Just had to remember some key words and then it became googlable.

It is not very long, and worth reading in full, but here is some paragraphs:

Swans Commentary: Friendly Feudalism: The Tibet Myth, by Michael Parenti - mparen01

Throughout the ages there has prevailed a distressing symbiosis between religion and violence. The histories of Christianity, Judaism, Hinduism, and Islam are heavily laced with internecine vendettas, inquisitions, and wars. Again and again, religionists have claimed a divine mandate to terrorize and massacre heretics, infidels, and other sinners.

...

In 1953, the greater part of the rural population -- some 700,000 of an estimated total population of 1,250,000 -- were serfs. Tied to the land, they were allotted only a small parcel to grow their own food. Serfs and other peasants generally went without schooling or medical care. They spent most of their time laboring for the monasteries and individual high-ranking lamas, or for a secular aristocracy that numbered not more than 200 wealthy families. In effect, they were owned by their masters who told them what crops to grow and what animals to raise. They could not get married without the consent of their lord or lama. A serf might easily be separated from his family should the owner send him to work in a distant location. Serfs could be sold by their masters, or subjected to torture and death.

...

### Available data:

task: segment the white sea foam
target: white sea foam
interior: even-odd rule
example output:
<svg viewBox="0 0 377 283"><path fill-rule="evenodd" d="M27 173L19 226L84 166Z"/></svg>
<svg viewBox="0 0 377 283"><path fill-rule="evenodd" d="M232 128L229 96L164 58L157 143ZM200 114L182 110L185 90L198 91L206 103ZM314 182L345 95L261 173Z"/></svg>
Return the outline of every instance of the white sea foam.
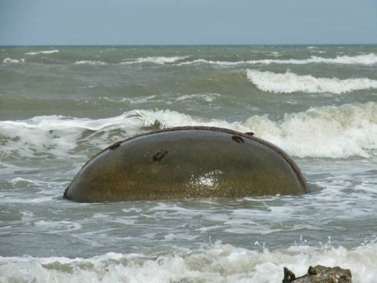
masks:
<svg viewBox="0 0 377 283"><path fill-rule="evenodd" d="M23 63L25 59L21 58L21 59L12 59L11 58L6 58L3 60L3 63Z"/></svg>
<svg viewBox="0 0 377 283"><path fill-rule="evenodd" d="M41 51L28 52L28 53L26 53L25 55L51 54L53 53L58 53L58 52L59 52L59 51L58 49L43 50Z"/></svg>
<svg viewBox="0 0 377 283"><path fill-rule="evenodd" d="M341 80L336 78L299 76L289 71L285 73L276 73L250 69L247 71L247 76L261 91L278 93L305 92L339 94L377 88L377 81L367 78Z"/></svg>
<svg viewBox="0 0 377 283"><path fill-rule="evenodd" d="M156 121L159 123L156 124ZM48 154L68 156L80 145L103 148L154 128L156 125L162 128L205 125L253 131L257 137L299 157L367 157L377 150L377 103L369 102L309 108L285 114L280 120L255 115L230 123L169 110L135 110L97 120L50 115L0 121L0 135L6 138L0 153L3 156L11 154L19 158L44 158Z"/></svg>
<svg viewBox="0 0 377 283"><path fill-rule="evenodd" d="M0 257L0 281L276 283L281 282L285 267L302 275L309 266L322 264L349 269L354 283L374 283L376 253L373 242L351 249L293 246L261 252L216 243L156 259L113 252L87 259Z"/></svg>
<svg viewBox="0 0 377 283"><path fill-rule="evenodd" d="M155 64L164 65L166 63L172 63L180 60L184 60L188 56L152 56L152 57L140 57L132 59L127 59L127 61L120 63L121 64L134 64L142 63L152 63Z"/></svg>
<svg viewBox="0 0 377 283"><path fill-rule="evenodd" d="M87 61L81 60L75 62L76 65L107 65L107 63L102 62L100 61Z"/></svg>
<svg viewBox="0 0 377 283"><path fill-rule="evenodd" d="M192 64L211 64L225 66L237 65L255 65L255 64L308 64L308 63L327 63L327 64L344 64L344 65L374 65L377 64L377 55L375 53L362 54L354 56L341 56L335 58L325 58L318 56L311 56L305 59L261 59L261 60L247 60L240 61L211 61L206 59L196 59L189 61L184 61L177 63L179 66Z"/></svg>

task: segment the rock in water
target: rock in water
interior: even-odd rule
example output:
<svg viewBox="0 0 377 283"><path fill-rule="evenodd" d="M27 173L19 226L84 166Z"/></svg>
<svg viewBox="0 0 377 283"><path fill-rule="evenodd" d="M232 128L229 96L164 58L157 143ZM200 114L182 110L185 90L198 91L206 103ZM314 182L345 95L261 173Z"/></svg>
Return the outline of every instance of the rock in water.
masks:
<svg viewBox="0 0 377 283"><path fill-rule="evenodd" d="M352 275L349 269L339 267L317 265L309 267L305 275L296 278L292 272L285 267L282 283L352 283Z"/></svg>
<svg viewBox="0 0 377 283"><path fill-rule="evenodd" d="M75 176L64 197L89 202L308 192L298 167L275 145L224 128L179 127L103 150Z"/></svg>

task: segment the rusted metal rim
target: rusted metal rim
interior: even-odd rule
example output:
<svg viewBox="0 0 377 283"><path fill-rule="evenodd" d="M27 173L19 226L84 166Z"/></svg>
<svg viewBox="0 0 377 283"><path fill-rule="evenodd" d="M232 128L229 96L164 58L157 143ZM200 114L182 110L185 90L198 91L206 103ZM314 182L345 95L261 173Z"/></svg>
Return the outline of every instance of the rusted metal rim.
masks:
<svg viewBox="0 0 377 283"><path fill-rule="evenodd" d="M287 161L287 163L288 163L288 164L291 166L292 169L293 170L293 171L296 174L296 176L297 177L297 179L299 180L299 182L300 182L302 186L304 188L305 192L309 192L309 188L308 188L308 186L307 186L307 181L302 177L302 173L301 173L301 170L297 167L296 163L293 161L293 160L292 160L292 158L290 158L289 155L283 150L282 150L281 148L278 148L277 146L273 145L272 143L267 142L267 140L263 140L262 138L257 138L255 135L251 135L249 133L241 133L241 132L238 132L236 130L227 129L227 128L218 128L218 127L206 127L206 126L201 126L201 125L194 125L194 126L168 128L162 129L162 130L152 130L152 131L150 131L150 132L148 132L148 133L142 133L142 134L140 134L140 135L134 135L134 136L132 136L132 137L130 137L130 138L126 138L126 139L124 139L123 140L118 141L118 142L114 143L113 145L111 145L108 146L107 148L105 148L104 150L100 151L96 155L93 155L92 157L92 158L90 158L88 161L87 161L85 163L85 164L83 166L83 168L80 169L80 171L81 171L81 170L83 170L83 168L84 168L85 167L85 165L87 163L89 163L93 158L95 158L95 157L98 156L99 155L100 155L101 153L102 153L105 150L107 150L109 149L110 150L116 150L116 148L117 147L119 147L122 143L125 143L125 142L127 142L128 140L133 140L134 138L140 138L140 137L149 135L154 135L154 134L159 133L174 132L174 131L179 131L179 130L210 130L210 131L215 131L215 132L225 133L228 133L230 135L232 135L232 136L236 135L236 136L238 136L238 137L245 138L247 138L247 139L249 139L249 140L254 140L254 141L255 141L257 143L259 143L261 145L263 145L272 149L275 153L277 153L279 155L280 155L282 158L283 158L285 160L285 161ZM79 173L80 173L80 171L79 171ZM70 186L70 184L68 186L68 187Z"/></svg>

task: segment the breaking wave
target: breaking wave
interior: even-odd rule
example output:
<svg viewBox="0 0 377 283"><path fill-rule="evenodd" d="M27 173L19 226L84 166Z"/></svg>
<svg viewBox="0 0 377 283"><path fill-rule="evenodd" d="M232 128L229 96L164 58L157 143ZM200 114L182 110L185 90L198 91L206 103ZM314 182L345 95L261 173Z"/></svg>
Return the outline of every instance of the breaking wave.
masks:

### Set of tasks:
• A. Please reproduce the stretch of the Tibet excerpt from "In 1953, the" through "torture and death.".
• B. Answer these from the Tibet excerpt, one per line:
(i) Which four religions are named as having histories heavily laced with internecine vendettas, inquisitions, and wars?
(ii) In 1953, how many of the rural population were serfs?
(iii) At most, how many wealthy families made up the secular aristocracy?
• C. According to the Tibet excerpt, how could a serf become separated from his family?

### Responses in order:
• A.
In 1953, the greater part of the rural population -- some 700,000 of an estimated total population of 1,250,000 -- were serfs. Tied to the land, they were allotted only a small parcel to grow their own food. Serfs and other peasants generally went without schooling or medical care. They spent most of their time laboring for the monasteries and individual high-ranking lamas, or for a secular aristocracy that numbered not more than 200 wealthy families. In effect, they were owned by their masters who told them what crops to grow and what animals to raise. They could not get married without the consent of their lord or lama. A serf might easily be separated from his family should the owner send him to work in a distant location. Serfs could be sold by their masters, or subjected to torture and death.

• B.
(i) Christianity, Judaism, Hinduism, and Islam
(ii) Some 700,000
(iii) Not more than 200

• C. A serf could easily be separated from his family if the owner sent him to work in a distant location.